-- begin PAGE EXCERPT --
This paper presents the results of collisional evolution calculations for the Kuiper belt starting from an initial size distribution similar to that produced by accretion simulations of that region - a steep power-law large object size distribution that breaks to a shallower slope at r \sim 1 - 2 km , with collisional equilibrium achieved for objects r \lesssim 0.5 km .
We find that the break from the steep large object power-law causes a divot , or depletion of objects at r \sim 10 - 20 km , which in-turn greatly reduces the disruption rate of objects with r \gtrsim 25 - 50 km , preserving the steep power-law behavior for objects at this size .
Our calculations demonstrate that the roll-over observed in the Kuiper belt size distribution is naturally explained as an edge of a divot in the size distribution ; the radius at which the size distribution transitions away from the power-law , and the shape of the divot from our simulations are consistent with the size of the observed roll-over , and size distribution for smaller bodies .
Both the kink radius and the radius of the divot center depend on the strength scaling law in the gravity regime for Kuiper belt objects .
These simulations suggest that the sky density of r \sim 1 km objects is \sim 10 ^ { 6 } -10 ^ { 7 } objects per square degree .
A detection of the divot in the size distribution would provide a measure of the strength of large Kuiper belt objects , and constrain the shape of the size distribution at the end of accretion in the Kuiper belt .
-- end PAGE EXCERPT --
-- begin SUPPLIED MATERIAL --
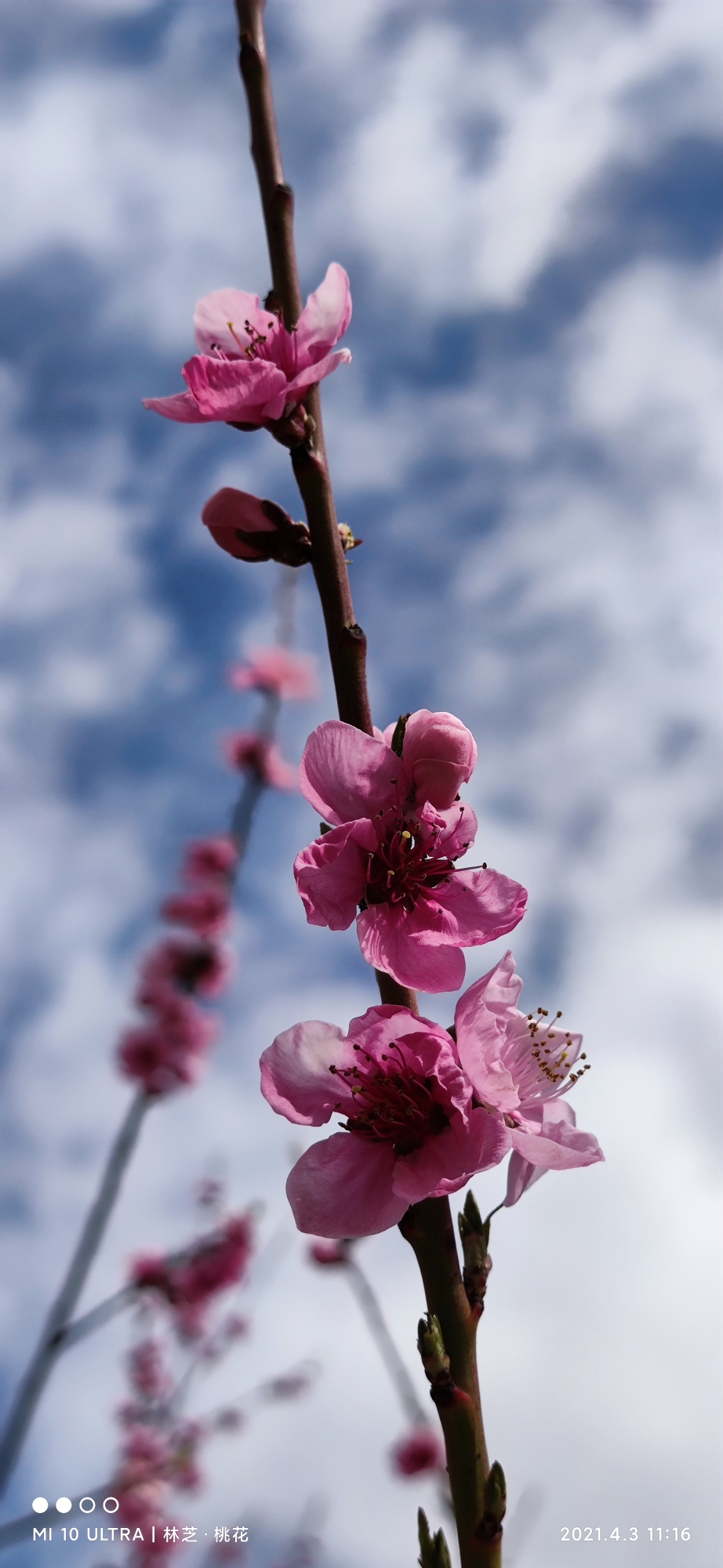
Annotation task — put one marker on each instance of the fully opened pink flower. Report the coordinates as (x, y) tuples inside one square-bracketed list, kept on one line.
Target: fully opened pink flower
-- end SUPPLIED MATERIAL --
▶ REQUESTS
**A)** In the Kuiper belt passage, what do both the kink radius and the radius of the divot center depend on?
**B)** Copy out the words of the Kuiper belt passage between "These simulations suggest" and "Kuiper belt .", inclusive.

▶ RESULTS IN ORDER
**A)** The strength scaling law in the gravity regime for Kuiper belt objects.

**B)**
These simulations suggest that the sky density of r \sim 1 km objects is \sim 10 ^ { 6 } -10 ^ { 7 } objects per square degree .
A detection of the divot in the size distribution would provide a measure of the strength of large Kuiper belt objects , and constrain the shape of the size distribution at the end of accretion in the Kuiper belt .